Texto extraído –
★ ★ ★ ★ ★

Redacción Central/Bolinfo/Tarija/ El Periódico – Junio 25, 2025.
La educación pública en Tarija se encuentra en el centro de una controversia, con denuncias de cobros indebidos a estudiantes que, según reportes, están provocando deserción escolar. La situación ha escalado a un cruce de acusaciones entre una concejal municipal y el presidente de la junta escolar, quienes difieren sobre las responsabilidades y el origen del problema.
Medida contra cobros indebidos
La concejal Nushenka Gaite confirmó que ninguna unidad educativa pública puede exigir pagos, materiales o uniformes específicos a estudiantes. Esta decisión responde a denuncias en redes sociales, donde alumnos reportaron faltar a clases por no poder costear botiquines u otros requerimientos. «Encontramos un mensaje en TikTok donde un niño explicaba que no asistía al colegio por no tener dinero para un botiquín. Esto es inaceptable», declaró Gaite, según el acta de una reunión con la Dirección Distrital de Educación (DDE).
La prohibición se sustenta en un comunicado oficial de la DDE 2024, que prohíbe todo cobro no autorizado por el Ministerio de Educación. La Ley Educativa 070, en su artículo 17, garantiza la gratuidad inmediata en la educación pública, y la Resolución Ministerial 001/2023 sanciona a directivos que exijan aportes económicos. «Los estudiantes pueden asistir con ropa común, incluyendo prendas de abrigo de cualquier color. Nadie puede condicionar su educación», enfatizó Gaite. La DDE notificará nuevamente a todos los colegios y llamará a reuniones con juntas de padres para evitar acuerdos que impliquen gastos a las familias.
La medida busca prevenir el aumento de deserción escolar observado en otros departamentos. Cochabamba, por ejemplo, reportó 1.200 casos de abandono escolar en 2025, y La Paz incrementó un 15% las faltas por costos educativos. «En Tarija evitaremos que las dificultades económicas expulsen a estudiantes, especialmente en secundaria», concluyó la concejal.
La contrapartida de las juntas escolares
Sin embargo, la postura de la concejal ha generado una fuerte reacción por parte de Franklin Arancibia, presidente de la Junta Escolar de Cercado. Arancibia expresó su alarma por la fiscalización a las juntas escolares, cuestionando la labor de la concejal. «Yo le digo a la concejal cuántos años ya está de concejal y recién está haciendo su trabajo, cuántos años está y no está fiscalizando al gobierno municipal de quién es la competencia de entregar material de limpiezas a la unidad educativa, material de escritorio, material de bioseguridad y botiquín», sentenció Arancibia.
El presidente de la junta escolar enfatizó que la responsabilidad de proveer estos insumos recae en la Secretaría Municipal de Salud y Deporte y la Dirección de Educación Municipal. «¿Por qué está fiscalizando a la junta escolares señora concejal, por qué no fiscaliza al gobierno municipal?», interpeló Arancibia, señalando que los padres se organizan en asambleas para cubrir estas necesidades debido a la burocracia y la falta de respuesta municipal. «Para hacer una solicitud al gobierno municipal es muy burocrático o complejo», afirmó, indicando que hay «cuánta nota de solicitud reiterativas» sin respuesta.
Arancibia lanzó un ultimátum al alcalde Johnny Torres, dándole «72 horas a que cumpla el acuerdo establecido en la gestión 2024 en el mes de noviembre», el cual contemplaba una adición de 2 millones de bolivianos al presupuesto de educación para material de limpieza, botiquines, material deportivo e infraestructura. «Basta ya que mande una concejal a fiscalizar a la juntas circulares para camuflar su función del gobierno municipal», concluyó Arancibia, advirtiendo que, de no cumplirse el acuerdo, tomarán «medidas y acciones ante esta situación».

★ ★ ★ ★ ★

Datos registrados –
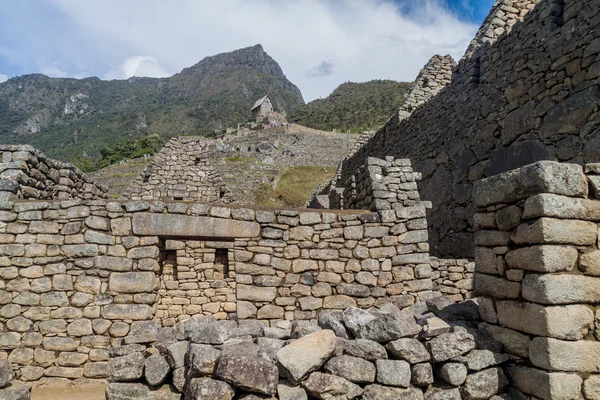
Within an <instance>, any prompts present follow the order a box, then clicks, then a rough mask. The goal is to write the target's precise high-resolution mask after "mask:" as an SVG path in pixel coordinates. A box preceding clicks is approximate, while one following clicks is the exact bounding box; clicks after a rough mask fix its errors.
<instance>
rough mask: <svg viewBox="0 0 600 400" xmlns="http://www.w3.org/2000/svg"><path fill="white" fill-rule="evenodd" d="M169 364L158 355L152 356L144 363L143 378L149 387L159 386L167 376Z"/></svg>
mask: <svg viewBox="0 0 600 400" xmlns="http://www.w3.org/2000/svg"><path fill="white" fill-rule="evenodd" d="M169 371H170V368H169V363H168V362H167V360H165V358H164V357H163V356H161V355H160V354H153V355H151V356H150V357H148V358H146V361H145V362H144V378H145V379H146V382H148V384H149V385H150V386H158V385H161V384H162V383H163V382H164V381H165V380H166V379H167V375H168V374H169Z"/></svg>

★ ★ ★ ★ ★

Problema –
Resume en tres oraciones la nota sobre los cobros indebidos en los colegios de Tarija. El material procede de otra fuente.

Respuesta –
La concejal Nushenka Gaite confirmó que ninguna unidad educativa pública puede exigir pagos, materiales o uniformes específicos a estudiantes, tras denuncias de alumnos que faltaban a clases por no poder costear botiquines u otros requerimientos. La prohibición se sustenta en un comunicado de la DDE 2024, la Ley Educativa 070 y la Resolución Ministerial 001/2023, y busca prevenir el aumento de deserción escolar observado en otros departamentos. Franklin Arancibia, presidente de la Junta Escolar de Cercado, replicó que proveer esos insumos es competencia del gobierno municipal y dio al alcalde Johnny Torres 72 horas para cumplir un acuerdo de noviembre de 2024 que añadía 2 millones de bolivianos al presupuesto de educación.